In the data that follows, find the line containing "# place one"; then quote that line and every line after it, exactly, through the last one.

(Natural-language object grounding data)
###

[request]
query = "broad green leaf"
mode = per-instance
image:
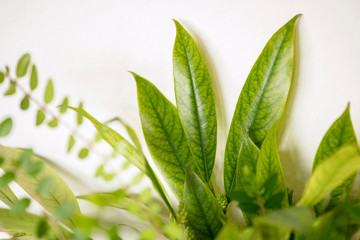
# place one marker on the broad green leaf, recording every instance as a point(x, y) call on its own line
point(11, 90)
point(33, 78)
point(268, 166)
point(23, 65)
point(121, 145)
point(341, 133)
point(164, 134)
point(25, 103)
point(60, 194)
point(298, 218)
point(40, 117)
point(204, 215)
point(49, 92)
point(5, 127)
point(262, 98)
point(195, 101)
point(330, 174)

###

- _Answer box_
# place one marker on the broad green leaf, recording every instance as a point(x, y) call on its own line
point(11, 90)
point(33, 78)
point(268, 166)
point(23, 65)
point(121, 145)
point(341, 133)
point(164, 134)
point(25, 103)
point(60, 194)
point(298, 218)
point(40, 117)
point(204, 215)
point(49, 92)
point(5, 127)
point(262, 98)
point(195, 101)
point(330, 174)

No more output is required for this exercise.